OBJECTIVE:
Reproduce the items word for word, starting at the line that contains "# point at: white baseboard" and ending at the last line of the items, with both of those lines included. Leave the pictures out of your answer.

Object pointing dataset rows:
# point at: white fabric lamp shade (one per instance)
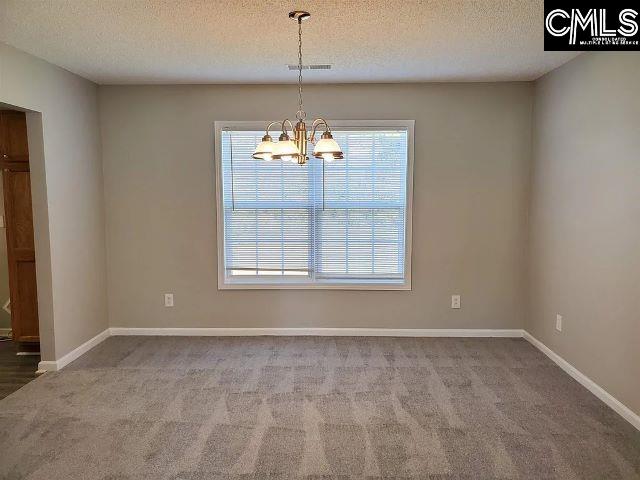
(327, 148)
(264, 151)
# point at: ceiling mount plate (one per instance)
(299, 15)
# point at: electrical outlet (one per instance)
(168, 299)
(455, 301)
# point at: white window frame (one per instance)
(225, 283)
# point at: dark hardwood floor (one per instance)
(15, 371)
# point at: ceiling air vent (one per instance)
(318, 66)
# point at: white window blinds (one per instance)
(341, 222)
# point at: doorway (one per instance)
(23, 338)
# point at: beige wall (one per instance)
(585, 219)
(67, 189)
(470, 183)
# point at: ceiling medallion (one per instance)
(296, 150)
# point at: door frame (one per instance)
(41, 231)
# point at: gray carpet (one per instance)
(312, 408)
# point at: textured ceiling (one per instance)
(209, 41)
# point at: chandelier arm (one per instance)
(301, 113)
(284, 122)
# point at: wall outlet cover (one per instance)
(455, 301)
(168, 299)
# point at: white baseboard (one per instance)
(617, 406)
(54, 365)
(332, 332)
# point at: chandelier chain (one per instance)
(301, 115)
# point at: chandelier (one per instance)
(295, 150)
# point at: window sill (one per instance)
(329, 285)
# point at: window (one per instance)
(343, 224)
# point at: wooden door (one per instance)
(14, 152)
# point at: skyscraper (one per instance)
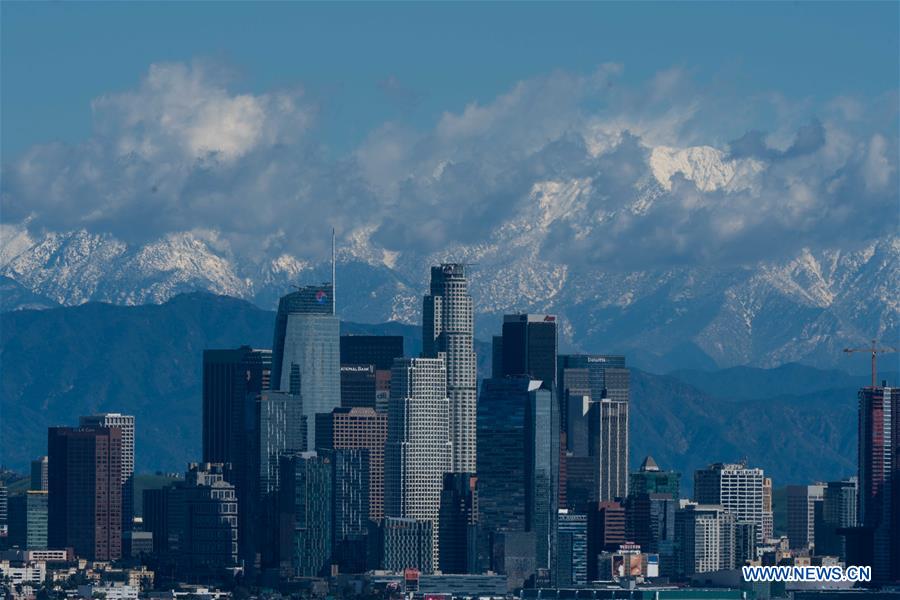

EXERCISE OUTPUT:
# point at: white baseboard (one per instance)
(617, 406)
(54, 365)
(332, 332)
# point at: chandelier chain (one per instance)
(301, 115)
# point at: chandelier (one per instance)
(295, 150)
# point at: window sill (one per instance)
(329, 285)
# point at: window (one per instance)
(343, 224)
# point at: wooden door (one per instance)
(14, 152)
# point at: skyscraper (one per instance)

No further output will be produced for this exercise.